■ **To do**: Copy everything from the line containing "Teacher note: indicate the wooden" down to the end of the records, word for word.

■ **Record list**:
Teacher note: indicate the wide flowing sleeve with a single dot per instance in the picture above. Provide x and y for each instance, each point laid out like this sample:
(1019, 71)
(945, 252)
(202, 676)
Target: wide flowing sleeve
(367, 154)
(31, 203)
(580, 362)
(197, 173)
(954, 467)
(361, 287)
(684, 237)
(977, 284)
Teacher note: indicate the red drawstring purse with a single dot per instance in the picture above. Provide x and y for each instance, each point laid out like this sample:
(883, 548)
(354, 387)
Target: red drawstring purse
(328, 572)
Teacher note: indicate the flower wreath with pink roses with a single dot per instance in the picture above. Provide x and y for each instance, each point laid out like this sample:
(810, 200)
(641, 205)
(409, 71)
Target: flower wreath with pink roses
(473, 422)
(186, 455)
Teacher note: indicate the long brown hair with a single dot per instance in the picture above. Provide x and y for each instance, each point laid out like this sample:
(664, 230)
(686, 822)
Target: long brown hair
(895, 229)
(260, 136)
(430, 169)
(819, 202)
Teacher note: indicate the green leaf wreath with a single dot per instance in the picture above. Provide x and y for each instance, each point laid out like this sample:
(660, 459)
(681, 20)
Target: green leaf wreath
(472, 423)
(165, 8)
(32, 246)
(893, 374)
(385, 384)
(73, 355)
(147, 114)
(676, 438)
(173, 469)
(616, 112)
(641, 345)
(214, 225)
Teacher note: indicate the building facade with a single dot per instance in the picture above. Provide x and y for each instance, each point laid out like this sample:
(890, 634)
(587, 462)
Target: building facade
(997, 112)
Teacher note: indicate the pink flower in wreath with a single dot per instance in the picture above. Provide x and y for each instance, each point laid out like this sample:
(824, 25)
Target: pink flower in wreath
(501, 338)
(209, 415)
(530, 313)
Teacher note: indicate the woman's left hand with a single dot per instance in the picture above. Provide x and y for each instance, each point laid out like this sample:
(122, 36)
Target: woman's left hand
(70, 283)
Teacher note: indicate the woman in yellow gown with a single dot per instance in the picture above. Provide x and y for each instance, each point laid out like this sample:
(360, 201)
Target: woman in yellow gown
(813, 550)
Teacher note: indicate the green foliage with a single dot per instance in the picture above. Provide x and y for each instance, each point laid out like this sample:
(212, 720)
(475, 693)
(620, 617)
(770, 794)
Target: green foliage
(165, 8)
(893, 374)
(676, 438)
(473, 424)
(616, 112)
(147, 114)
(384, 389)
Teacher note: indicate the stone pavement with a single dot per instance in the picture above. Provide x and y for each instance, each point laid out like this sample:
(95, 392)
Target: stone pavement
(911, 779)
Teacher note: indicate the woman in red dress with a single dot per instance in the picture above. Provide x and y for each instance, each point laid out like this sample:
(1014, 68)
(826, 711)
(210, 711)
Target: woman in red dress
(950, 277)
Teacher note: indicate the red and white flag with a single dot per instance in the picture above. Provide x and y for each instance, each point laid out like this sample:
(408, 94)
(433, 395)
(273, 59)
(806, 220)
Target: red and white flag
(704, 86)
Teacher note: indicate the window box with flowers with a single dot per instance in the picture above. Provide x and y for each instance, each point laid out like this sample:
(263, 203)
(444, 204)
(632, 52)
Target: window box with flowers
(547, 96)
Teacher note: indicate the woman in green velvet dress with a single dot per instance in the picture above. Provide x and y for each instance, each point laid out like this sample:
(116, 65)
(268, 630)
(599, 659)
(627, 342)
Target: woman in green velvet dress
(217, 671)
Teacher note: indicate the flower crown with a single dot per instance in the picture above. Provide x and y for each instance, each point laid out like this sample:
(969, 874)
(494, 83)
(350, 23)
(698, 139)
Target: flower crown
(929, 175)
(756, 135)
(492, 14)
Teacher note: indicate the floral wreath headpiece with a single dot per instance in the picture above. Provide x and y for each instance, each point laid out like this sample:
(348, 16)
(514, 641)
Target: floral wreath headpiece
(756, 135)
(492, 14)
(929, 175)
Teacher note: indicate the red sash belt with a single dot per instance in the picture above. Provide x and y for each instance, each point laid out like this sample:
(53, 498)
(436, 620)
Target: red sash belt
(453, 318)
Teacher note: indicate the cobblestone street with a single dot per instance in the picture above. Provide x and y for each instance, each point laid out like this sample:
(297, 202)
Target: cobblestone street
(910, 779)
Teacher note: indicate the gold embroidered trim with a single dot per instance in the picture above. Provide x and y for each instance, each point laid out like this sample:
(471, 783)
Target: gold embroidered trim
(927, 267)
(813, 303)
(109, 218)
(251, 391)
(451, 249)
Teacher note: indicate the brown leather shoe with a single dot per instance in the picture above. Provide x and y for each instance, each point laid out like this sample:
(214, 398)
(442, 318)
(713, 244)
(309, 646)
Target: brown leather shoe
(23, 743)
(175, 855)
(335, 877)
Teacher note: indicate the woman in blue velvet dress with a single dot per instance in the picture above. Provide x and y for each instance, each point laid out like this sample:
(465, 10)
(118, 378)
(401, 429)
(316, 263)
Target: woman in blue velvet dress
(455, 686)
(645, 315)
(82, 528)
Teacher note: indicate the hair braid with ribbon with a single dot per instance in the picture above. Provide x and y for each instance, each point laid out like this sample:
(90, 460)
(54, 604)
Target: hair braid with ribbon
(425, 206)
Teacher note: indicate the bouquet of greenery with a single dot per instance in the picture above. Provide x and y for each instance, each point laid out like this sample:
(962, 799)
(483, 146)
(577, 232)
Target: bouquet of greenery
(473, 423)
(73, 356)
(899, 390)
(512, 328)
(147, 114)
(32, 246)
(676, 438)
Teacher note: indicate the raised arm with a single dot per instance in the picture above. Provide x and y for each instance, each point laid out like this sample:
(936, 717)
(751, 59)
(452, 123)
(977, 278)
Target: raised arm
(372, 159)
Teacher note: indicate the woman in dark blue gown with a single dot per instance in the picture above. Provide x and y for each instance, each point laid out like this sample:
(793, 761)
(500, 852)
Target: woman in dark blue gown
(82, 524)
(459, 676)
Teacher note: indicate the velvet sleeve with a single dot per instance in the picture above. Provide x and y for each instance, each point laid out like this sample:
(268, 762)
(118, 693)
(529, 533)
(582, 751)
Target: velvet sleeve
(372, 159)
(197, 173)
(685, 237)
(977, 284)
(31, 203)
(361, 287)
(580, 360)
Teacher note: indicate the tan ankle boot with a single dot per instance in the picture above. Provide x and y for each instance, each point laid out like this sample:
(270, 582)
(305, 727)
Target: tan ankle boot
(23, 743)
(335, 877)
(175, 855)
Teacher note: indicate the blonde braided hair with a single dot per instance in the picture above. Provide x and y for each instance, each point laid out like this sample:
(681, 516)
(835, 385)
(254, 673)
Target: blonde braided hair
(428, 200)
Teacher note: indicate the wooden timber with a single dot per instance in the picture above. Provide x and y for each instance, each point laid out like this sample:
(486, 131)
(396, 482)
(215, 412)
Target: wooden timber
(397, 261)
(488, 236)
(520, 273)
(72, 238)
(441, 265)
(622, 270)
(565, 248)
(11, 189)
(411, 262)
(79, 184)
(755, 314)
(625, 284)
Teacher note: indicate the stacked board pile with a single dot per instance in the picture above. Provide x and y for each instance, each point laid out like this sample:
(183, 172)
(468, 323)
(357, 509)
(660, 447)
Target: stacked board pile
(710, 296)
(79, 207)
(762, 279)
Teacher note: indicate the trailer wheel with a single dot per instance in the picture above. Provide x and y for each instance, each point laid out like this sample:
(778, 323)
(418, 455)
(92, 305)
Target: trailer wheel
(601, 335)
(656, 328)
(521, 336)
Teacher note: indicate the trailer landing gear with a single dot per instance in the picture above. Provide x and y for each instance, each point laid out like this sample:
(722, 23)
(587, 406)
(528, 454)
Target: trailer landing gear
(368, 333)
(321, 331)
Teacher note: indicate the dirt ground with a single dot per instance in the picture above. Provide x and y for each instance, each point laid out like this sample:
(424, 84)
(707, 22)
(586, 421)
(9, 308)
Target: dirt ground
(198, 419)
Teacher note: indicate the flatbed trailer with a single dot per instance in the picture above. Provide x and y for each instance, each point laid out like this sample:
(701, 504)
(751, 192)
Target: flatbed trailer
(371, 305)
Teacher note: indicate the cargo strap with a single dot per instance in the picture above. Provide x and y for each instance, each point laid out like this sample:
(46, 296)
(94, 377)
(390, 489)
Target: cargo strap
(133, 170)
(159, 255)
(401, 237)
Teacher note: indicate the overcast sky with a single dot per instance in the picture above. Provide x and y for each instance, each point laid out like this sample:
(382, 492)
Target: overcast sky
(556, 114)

■ **Complete response**:
Teacher note: indicate the wooden timber with a single dot per instance in the picture above. Provide x and y for each instance, each point laid out like this sample:
(486, 131)
(396, 482)
(215, 412)
Target: wooden timber
(397, 261)
(488, 236)
(520, 273)
(72, 238)
(441, 265)
(622, 270)
(565, 248)
(11, 189)
(411, 262)
(79, 184)
(755, 314)
(625, 284)
Teacher note: indicate the stacked board pile with a single dot per instance in the picture above. Provide x and y for each instance, each point laid out like this sample:
(183, 172)
(468, 323)
(357, 509)
(660, 447)
Target: stacked board pile
(710, 296)
(79, 207)
(762, 279)
Teacher note: indicate the trailer wheel with a single dot per instance in the picture above. Provide x and y for each instance, each point laid out like this sample:
(778, 323)
(418, 455)
(92, 305)
Target: trailer wheel
(601, 335)
(656, 328)
(521, 336)
Teacher note: indicate the trailer landing gear with a single dot per instance in the picture above. Provide x and y for each instance, each point laid out like this sample:
(722, 23)
(587, 406)
(528, 454)
Target: trailer landing gear
(368, 333)
(321, 331)
Teacher note: indicate the dirt ground with a single dot per instance in the picture above. Provide x and y for each instance, each point laid out like this sample:
(424, 84)
(707, 22)
(586, 421)
(9, 308)
Target: dirt ground
(198, 419)
Teacher note: indicate the flatbed trailer with a single dot per instance in the picture above. Provide x and y for each instance, each point laid out like this sample:
(701, 504)
(751, 192)
Target: flatbed trailer
(371, 305)
Teacher note: indicate the cargo strap with a single dot per instance in the picture above. Provide x and y for each instance, each point laid out like this sample:
(46, 296)
(94, 377)
(390, 489)
Target: cargo strap
(133, 170)
(159, 255)
(401, 237)
Teacher note: indicate the overcast sky with a single dot per instance in the picture above. Provide x and y for each instance, each point laid out like this sample:
(382, 492)
Target: overcast sky
(556, 114)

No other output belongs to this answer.